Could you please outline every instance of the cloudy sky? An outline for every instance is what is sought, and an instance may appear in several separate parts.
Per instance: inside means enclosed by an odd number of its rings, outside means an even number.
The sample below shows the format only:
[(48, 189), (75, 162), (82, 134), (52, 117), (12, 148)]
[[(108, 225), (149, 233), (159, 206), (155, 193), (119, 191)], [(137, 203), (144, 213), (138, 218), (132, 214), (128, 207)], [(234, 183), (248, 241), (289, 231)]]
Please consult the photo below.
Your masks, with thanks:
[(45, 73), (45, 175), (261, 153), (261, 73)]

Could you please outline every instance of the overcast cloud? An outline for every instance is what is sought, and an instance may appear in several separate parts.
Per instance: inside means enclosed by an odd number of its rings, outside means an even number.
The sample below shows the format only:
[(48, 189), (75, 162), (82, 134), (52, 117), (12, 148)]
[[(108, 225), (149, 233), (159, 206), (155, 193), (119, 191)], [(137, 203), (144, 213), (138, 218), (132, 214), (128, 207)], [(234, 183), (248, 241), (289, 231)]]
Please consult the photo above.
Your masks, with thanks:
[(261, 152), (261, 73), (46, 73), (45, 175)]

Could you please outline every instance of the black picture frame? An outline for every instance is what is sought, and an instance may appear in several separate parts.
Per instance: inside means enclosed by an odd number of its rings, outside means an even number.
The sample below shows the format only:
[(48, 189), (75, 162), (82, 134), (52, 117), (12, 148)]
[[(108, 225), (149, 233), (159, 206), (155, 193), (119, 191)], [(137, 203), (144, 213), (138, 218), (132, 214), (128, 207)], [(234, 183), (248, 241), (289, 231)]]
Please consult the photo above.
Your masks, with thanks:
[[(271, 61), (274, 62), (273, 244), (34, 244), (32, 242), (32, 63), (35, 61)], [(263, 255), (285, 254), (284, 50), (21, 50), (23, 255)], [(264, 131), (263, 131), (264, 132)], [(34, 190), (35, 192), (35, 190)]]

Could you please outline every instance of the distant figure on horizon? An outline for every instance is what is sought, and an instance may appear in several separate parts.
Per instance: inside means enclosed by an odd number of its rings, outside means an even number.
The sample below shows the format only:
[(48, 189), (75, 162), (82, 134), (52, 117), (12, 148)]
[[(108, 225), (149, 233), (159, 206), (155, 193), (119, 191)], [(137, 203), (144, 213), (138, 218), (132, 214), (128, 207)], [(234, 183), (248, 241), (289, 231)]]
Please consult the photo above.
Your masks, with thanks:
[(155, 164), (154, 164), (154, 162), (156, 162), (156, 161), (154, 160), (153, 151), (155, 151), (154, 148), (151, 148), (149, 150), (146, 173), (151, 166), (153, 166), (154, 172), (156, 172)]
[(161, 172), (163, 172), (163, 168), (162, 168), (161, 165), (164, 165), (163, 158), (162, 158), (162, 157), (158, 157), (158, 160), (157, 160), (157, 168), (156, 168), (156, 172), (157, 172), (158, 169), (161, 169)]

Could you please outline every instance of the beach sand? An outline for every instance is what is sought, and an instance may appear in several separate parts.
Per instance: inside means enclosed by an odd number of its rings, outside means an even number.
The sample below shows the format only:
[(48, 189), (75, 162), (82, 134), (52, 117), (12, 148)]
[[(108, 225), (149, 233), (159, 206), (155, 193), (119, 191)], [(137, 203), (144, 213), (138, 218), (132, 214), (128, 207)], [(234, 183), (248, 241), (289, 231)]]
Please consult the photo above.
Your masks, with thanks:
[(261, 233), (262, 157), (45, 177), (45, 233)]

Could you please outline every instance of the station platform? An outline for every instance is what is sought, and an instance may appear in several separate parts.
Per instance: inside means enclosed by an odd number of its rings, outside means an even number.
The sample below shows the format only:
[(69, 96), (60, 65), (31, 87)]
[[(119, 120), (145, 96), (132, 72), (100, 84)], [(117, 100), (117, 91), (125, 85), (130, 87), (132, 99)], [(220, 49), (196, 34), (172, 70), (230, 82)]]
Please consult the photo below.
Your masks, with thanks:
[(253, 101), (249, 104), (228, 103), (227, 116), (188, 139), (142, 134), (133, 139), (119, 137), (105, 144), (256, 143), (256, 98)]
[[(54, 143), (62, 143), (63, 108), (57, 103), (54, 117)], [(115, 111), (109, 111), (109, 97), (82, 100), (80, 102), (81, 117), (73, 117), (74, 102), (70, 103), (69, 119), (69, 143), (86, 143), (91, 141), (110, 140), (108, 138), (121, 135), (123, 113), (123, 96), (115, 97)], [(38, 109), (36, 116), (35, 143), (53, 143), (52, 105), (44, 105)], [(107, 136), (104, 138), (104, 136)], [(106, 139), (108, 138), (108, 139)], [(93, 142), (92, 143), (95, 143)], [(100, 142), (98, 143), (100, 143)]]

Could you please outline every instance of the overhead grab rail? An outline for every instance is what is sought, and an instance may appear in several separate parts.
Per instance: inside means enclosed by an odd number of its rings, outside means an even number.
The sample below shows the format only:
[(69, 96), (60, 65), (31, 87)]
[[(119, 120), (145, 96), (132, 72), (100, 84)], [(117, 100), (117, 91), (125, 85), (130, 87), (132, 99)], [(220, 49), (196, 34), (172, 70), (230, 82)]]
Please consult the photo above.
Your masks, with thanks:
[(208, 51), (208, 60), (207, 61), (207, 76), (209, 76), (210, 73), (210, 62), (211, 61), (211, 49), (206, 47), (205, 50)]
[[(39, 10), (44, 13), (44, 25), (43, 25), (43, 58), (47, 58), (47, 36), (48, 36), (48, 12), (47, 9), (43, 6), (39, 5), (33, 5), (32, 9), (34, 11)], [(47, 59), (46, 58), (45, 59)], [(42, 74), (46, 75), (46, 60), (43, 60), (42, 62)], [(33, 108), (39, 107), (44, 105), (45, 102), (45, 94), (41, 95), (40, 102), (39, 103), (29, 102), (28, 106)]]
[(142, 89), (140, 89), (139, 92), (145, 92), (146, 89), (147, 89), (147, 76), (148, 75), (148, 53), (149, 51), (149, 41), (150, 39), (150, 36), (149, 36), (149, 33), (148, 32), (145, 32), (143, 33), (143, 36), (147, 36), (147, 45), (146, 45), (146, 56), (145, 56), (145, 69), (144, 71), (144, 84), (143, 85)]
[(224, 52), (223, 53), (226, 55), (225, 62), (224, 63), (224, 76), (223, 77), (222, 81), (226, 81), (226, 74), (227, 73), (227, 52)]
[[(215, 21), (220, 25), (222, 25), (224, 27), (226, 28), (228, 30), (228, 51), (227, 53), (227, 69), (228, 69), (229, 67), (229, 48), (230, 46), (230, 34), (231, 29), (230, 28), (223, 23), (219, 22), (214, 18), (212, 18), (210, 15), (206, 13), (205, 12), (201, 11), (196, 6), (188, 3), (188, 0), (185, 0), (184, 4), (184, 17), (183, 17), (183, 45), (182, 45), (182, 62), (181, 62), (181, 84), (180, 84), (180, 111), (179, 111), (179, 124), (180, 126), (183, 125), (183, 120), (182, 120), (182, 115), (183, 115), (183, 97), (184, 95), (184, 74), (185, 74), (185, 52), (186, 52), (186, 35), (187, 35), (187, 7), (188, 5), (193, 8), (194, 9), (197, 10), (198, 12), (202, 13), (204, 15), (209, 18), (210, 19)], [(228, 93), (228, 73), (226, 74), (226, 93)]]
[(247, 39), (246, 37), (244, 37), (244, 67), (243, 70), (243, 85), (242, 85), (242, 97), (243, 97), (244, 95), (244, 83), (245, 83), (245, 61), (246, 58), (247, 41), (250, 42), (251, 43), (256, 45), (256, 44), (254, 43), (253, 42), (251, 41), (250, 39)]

▶ **WHAT IS ASKED**: Rewrite all of the material above, replacing every "Could you please outline" with "Please trace" and keeping everything else unchanged.

▶ **EXPECTED OUTPUT**:
Please trace every instance of the cloudy sky? An outline for every instance is what is sought, and an instance may appear in several separate parts.
Per instance: inside means enclosed by an odd number of its rings, outside means an even number.
The sample below shows the format only:
[(48, 189), (75, 162), (82, 134), (52, 117), (12, 148)]
[[(108, 225), (149, 233), (159, 206), (155, 193), (119, 191)], [(137, 203), (144, 213), (138, 218), (132, 214), (128, 207)], [(234, 183), (248, 241), (289, 231)]]
Please consult the photo below.
Your masks, with thanks:
[(45, 73), (45, 175), (261, 153), (261, 73)]

Please trace every instance of the overcast cloud? An outline for every instance is what is sought, and an instance may appear in several separate parts.
Per instance: inside means enclosed by an odd number of its rings, outside means an even number.
The sample below shows the format only:
[(48, 189), (75, 162), (82, 134), (52, 117), (12, 148)]
[[(108, 225), (149, 233), (159, 206), (155, 193), (119, 191)], [(137, 203), (144, 213), (138, 218), (132, 214), (128, 207)], [(234, 183), (248, 241), (289, 231)]]
Please consult the photo above.
Your masks, with thanks:
[(261, 152), (261, 73), (46, 73), (45, 175)]

Please trace every instance of the black picture frame? An outline for every instance is what is sought, and an instance may appear in several separate parts.
Per instance: inside means enclosed by an odd number of its rings, outside means an even number.
The sample below shows the format only:
[(48, 189), (75, 162), (82, 134), (52, 117), (12, 148)]
[[(108, 225), (149, 233), (159, 206), (155, 193), (119, 191)], [(137, 203), (144, 213), (138, 218), (132, 214), (128, 207)], [(234, 183), (248, 241), (289, 231)]]
Please consult the photo above.
Your masks, with thanks:
[[(271, 61), (274, 62), (273, 244), (34, 244), (32, 242), (32, 63), (35, 61)], [(263, 255), (285, 254), (284, 50), (21, 50), (23, 255)], [(264, 131), (263, 131), (264, 132)], [(34, 190), (35, 192), (35, 190)]]

Please trace every instance of the distant figure on horizon? An outline for every instance is what is sought, and an instance may appear in several separate parts.
Per instance: inside means enclosed by an odd number of its rings, outside means an even number.
The sample below shows the format only:
[(48, 189), (75, 162), (82, 134), (52, 117), (12, 148)]
[[(108, 225), (149, 233), (159, 206), (155, 193), (119, 191)], [(137, 203), (144, 213), (138, 218), (132, 214), (128, 207)], [(234, 183), (248, 241), (289, 231)]]
Please consult the photo above.
Your masks, with thanks:
[(155, 164), (154, 164), (154, 162), (156, 162), (156, 161), (154, 160), (153, 151), (155, 151), (154, 148), (151, 148), (149, 150), (146, 173), (151, 166), (153, 166), (154, 172), (156, 172)]
[(161, 172), (163, 172), (163, 168), (162, 168), (161, 165), (164, 165), (163, 158), (162, 158), (162, 157), (158, 157), (158, 160), (157, 160), (157, 168), (156, 168), (156, 172), (157, 172), (158, 169), (161, 169)]

Please trace every instance of the beach sand? An outline for every instance is what is sought, and an instance may appear in several separate parts.
Per instance: inside means enclosed by an odd number of its rings, outside means an even number.
The sample below shows the format only:
[(48, 189), (75, 162), (82, 134), (52, 117), (12, 148)]
[[(108, 225), (149, 233), (159, 206), (155, 193), (119, 191)], [(137, 203), (144, 213), (138, 218), (132, 214), (128, 207)], [(234, 183), (248, 241), (289, 231)]]
Please consult the photo above.
Your masks, with thanks:
[(261, 233), (262, 157), (45, 177), (45, 233)]

Please trace every instance of the station platform? An outline for every instance is what is sought, and an instance may appear in several separate parts.
Per instance: inside means enclosed by an odd number of its rings, outside means an even number.
The sample below shows the format only:
[(69, 96), (60, 65), (31, 87)]
[[(119, 120), (145, 96), (132, 72), (100, 84)], [(117, 100), (117, 91), (125, 85), (130, 87), (132, 99)], [(220, 49), (196, 34), (172, 70), (230, 82)]]
Please consult the photo below.
Your masks, with thanks:
[(253, 101), (249, 104), (228, 103), (227, 116), (188, 139), (142, 134), (133, 139), (119, 137), (105, 144), (256, 143), (256, 98)]
[[(54, 143), (62, 143), (63, 108), (57, 103), (54, 117)], [(115, 111), (109, 111), (109, 97), (82, 100), (80, 102), (81, 117), (73, 117), (74, 102), (70, 103), (69, 119), (69, 143), (86, 143), (91, 141), (110, 140), (108, 138), (121, 135), (123, 113), (123, 96), (115, 97)], [(38, 109), (36, 116), (35, 143), (53, 143), (52, 105), (44, 105)], [(107, 136), (104, 138), (104, 136)], [(106, 139), (108, 138), (108, 139)], [(93, 142), (92, 143), (95, 143)], [(100, 142), (98, 143), (100, 143)]]

Please trace every instance of the overhead grab rail? An outline for every instance is what is sought, and an instance may appear in several separate parts.
Per instance: inside means enclosed by an odd number of its rings, outside means an even number.
The sample below shows the format only:
[(69, 96), (60, 65), (31, 87)]
[[(119, 120), (145, 96), (132, 72), (100, 84)], [(117, 100), (117, 91), (125, 85), (130, 87), (132, 99)], [(220, 49), (196, 34), (172, 70), (230, 82)]]
Please consult the photo above.
Your masks, with thanks:
[(208, 51), (208, 60), (207, 61), (207, 76), (209, 76), (210, 73), (210, 62), (211, 61), (211, 49), (206, 47), (205, 50)]
[[(39, 10), (44, 13), (44, 25), (43, 25), (43, 58), (47, 58), (47, 36), (48, 36), (48, 12), (47, 9), (43, 6), (39, 5), (33, 5), (32, 9), (34, 11)], [(47, 59), (46, 58), (45, 59)], [(42, 74), (46, 75), (46, 60), (43, 60), (42, 62)], [(33, 108), (39, 107), (44, 105), (45, 102), (45, 94), (41, 95), (40, 102), (39, 103), (29, 102), (28, 106)]]
[(142, 89), (140, 89), (139, 92), (145, 92), (146, 89), (147, 89), (147, 76), (148, 75), (148, 53), (149, 51), (149, 41), (150, 39), (150, 36), (149, 36), (149, 33), (148, 32), (145, 32), (143, 33), (143, 36), (147, 36), (147, 45), (146, 45), (146, 56), (145, 56), (145, 69), (144, 71), (144, 84), (143, 85)]
[(224, 52), (223, 53), (226, 55), (225, 62), (224, 63), (224, 76), (223, 77), (222, 81), (226, 81), (226, 74), (227, 73), (227, 52)]
[[(215, 21), (220, 25), (222, 25), (224, 27), (226, 28), (228, 30), (228, 51), (227, 53), (227, 69), (228, 69), (229, 67), (229, 48), (230, 46), (230, 34), (231, 29), (230, 28), (223, 23), (219, 22), (214, 18), (212, 18), (210, 15), (206, 13), (205, 12), (201, 11), (196, 6), (188, 3), (188, 0), (185, 0), (184, 4), (184, 17), (183, 17), (183, 45), (182, 45), (182, 62), (181, 62), (181, 84), (180, 84), (180, 111), (179, 111), (179, 124), (180, 126), (183, 125), (183, 120), (182, 120), (182, 115), (183, 115), (183, 97), (184, 95), (184, 74), (185, 74), (185, 52), (186, 52), (186, 35), (187, 35), (187, 7), (188, 5), (193, 8), (194, 9), (197, 10), (198, 12), (202, 13), (204, 15), (209, 18), (210, 19)], [(228, 93), (228, 73), (226, 74), (226, 93)]]
[(247, 39), (246, 37), (244, 37), (244, 67), (243, 70), (243, 85), (242, 85), (242, 97), (243, 97), (244, 95), (244, 83), (245, 83), (245, 61), (246, 58), (247, 41), (250, 42), (251, 43), (256, 45), (256, 44), (254, 43), (253, 42), (251, 41), (250, 39)]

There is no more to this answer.